WHAT TO PRODUCE
Count the lines in the entries below that contain the word "rocky", and give only the number.

RECORDS TO PROCESS
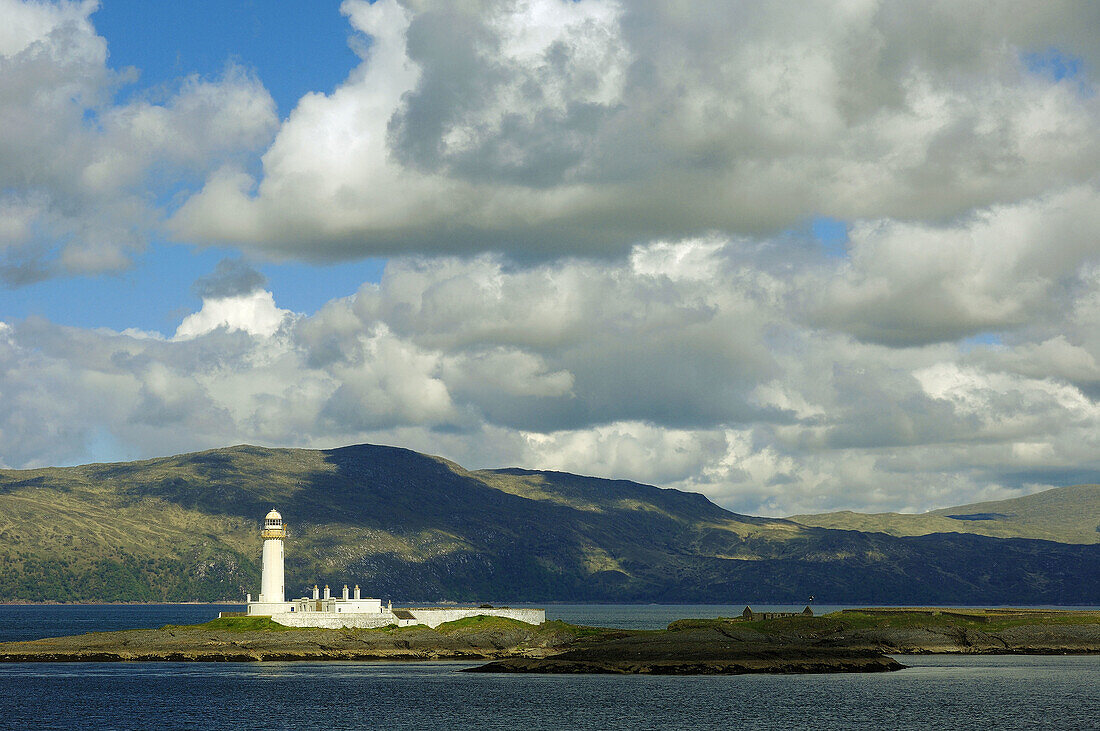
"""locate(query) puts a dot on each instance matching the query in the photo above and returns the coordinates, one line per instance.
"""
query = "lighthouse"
(272, 587)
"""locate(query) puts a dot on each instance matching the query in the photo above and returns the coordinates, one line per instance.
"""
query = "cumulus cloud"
(230, 278)
(688, 364)
(79, 173)
(596, 213)
(541, 128)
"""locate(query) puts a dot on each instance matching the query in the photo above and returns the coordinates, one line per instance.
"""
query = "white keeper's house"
(350, 609)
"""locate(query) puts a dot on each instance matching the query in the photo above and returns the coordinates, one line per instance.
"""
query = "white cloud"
(594, 210)
(539, 126)
(79, 173)
(254, 313)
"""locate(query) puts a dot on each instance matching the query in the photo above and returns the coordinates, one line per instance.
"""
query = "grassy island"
(847, 641)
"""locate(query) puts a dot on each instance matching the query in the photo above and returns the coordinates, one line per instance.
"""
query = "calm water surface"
(937, 691)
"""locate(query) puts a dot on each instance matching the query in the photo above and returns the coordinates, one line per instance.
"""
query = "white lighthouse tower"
(272, 586)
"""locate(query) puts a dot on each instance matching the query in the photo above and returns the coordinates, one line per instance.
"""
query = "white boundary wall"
(428, 616)
(334, 620)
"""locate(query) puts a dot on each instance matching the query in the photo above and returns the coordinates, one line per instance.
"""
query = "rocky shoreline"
(861, 641)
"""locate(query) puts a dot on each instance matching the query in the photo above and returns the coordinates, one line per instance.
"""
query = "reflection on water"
(936, 691)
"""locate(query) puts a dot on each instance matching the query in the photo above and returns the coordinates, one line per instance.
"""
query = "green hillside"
(416, 528)
(1067, 514)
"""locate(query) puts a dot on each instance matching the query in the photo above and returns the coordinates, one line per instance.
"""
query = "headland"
(847, 641)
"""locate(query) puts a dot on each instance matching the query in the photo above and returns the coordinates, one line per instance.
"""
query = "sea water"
(939, 691)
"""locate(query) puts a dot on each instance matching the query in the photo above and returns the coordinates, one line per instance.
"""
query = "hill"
(417, 528)
(1066, 514)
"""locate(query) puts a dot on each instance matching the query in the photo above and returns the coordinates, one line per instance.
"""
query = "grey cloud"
(78, 172)
(230, 278)
(595, 125)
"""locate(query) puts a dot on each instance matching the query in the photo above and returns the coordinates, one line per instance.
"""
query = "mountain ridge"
(415, 527)
(1065, 514)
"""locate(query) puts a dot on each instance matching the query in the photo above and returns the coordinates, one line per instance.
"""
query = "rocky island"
(848, 641)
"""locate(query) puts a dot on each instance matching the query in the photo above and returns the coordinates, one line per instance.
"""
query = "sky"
(836, 255)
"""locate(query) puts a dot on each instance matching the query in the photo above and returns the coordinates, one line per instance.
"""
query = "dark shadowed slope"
(418, 528)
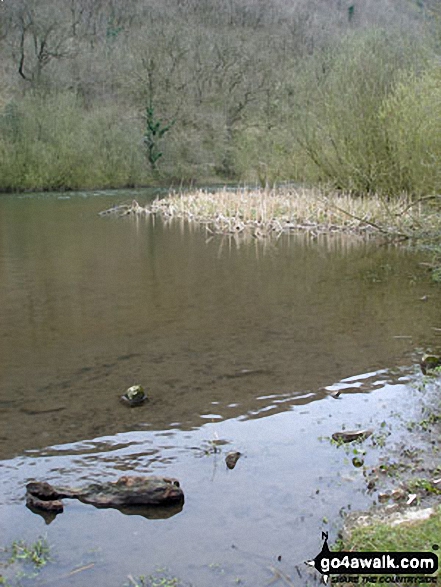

SOLUTION FOR THIS PROBLEM
2